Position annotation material
* Begin *
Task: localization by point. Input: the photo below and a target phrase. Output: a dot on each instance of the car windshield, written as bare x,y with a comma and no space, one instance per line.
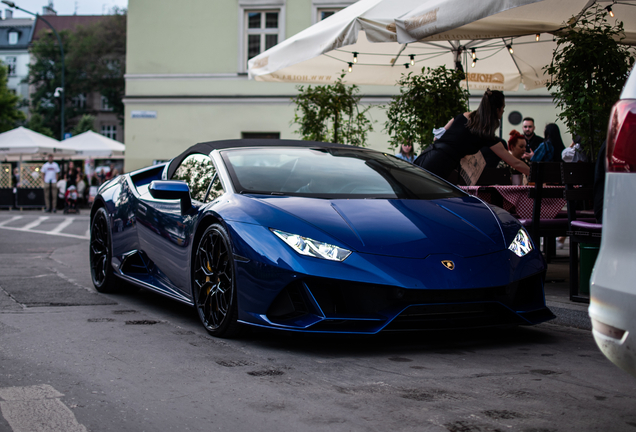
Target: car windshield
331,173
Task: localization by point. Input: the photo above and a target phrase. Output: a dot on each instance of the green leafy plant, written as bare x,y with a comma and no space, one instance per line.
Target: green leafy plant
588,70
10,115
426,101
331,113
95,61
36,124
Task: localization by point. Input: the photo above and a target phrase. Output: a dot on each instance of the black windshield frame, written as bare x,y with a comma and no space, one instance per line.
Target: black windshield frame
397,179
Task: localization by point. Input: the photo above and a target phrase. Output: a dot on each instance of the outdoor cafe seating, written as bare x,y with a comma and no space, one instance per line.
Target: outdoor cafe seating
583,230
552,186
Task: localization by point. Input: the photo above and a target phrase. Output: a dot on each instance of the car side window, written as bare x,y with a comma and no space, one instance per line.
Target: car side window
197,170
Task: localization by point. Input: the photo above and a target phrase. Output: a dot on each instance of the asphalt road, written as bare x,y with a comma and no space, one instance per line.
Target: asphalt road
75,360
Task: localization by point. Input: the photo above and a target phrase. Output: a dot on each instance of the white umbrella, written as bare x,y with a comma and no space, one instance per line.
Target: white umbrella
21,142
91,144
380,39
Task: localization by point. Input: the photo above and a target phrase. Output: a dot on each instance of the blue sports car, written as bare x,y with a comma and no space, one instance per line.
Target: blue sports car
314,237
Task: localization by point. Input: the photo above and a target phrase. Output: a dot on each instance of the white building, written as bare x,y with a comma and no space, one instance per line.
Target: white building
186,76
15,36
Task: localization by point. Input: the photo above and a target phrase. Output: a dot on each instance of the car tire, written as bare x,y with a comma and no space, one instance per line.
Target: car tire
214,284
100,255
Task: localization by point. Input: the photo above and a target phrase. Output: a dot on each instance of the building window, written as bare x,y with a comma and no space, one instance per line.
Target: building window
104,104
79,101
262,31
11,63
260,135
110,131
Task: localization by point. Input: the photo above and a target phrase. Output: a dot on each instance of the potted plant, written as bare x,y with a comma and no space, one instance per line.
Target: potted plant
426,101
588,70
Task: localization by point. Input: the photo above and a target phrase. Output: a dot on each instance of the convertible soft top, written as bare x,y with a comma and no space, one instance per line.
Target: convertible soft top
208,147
* End *
* Begin *
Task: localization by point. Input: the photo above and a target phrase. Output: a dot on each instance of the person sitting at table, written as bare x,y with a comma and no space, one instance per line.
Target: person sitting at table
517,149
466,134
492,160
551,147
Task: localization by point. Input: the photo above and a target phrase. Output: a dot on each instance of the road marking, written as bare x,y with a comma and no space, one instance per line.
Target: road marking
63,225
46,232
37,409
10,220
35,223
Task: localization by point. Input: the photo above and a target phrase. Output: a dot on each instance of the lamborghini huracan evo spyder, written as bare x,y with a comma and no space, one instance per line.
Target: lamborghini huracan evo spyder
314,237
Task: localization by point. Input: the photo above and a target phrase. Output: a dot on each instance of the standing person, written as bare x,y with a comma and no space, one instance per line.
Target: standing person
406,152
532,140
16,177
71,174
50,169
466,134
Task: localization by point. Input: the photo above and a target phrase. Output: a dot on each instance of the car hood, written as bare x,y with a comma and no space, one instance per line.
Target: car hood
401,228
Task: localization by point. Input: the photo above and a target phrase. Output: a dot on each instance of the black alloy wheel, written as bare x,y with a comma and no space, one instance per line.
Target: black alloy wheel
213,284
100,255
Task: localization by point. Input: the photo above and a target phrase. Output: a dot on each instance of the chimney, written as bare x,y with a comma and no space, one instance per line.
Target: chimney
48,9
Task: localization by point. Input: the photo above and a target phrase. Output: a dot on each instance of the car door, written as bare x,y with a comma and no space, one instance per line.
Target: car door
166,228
* End *
**What is required**
State how many lines of the material above contain the string "white", treating uppercase and lowercase as different. Reply with the number alone.

**Expected answer**
4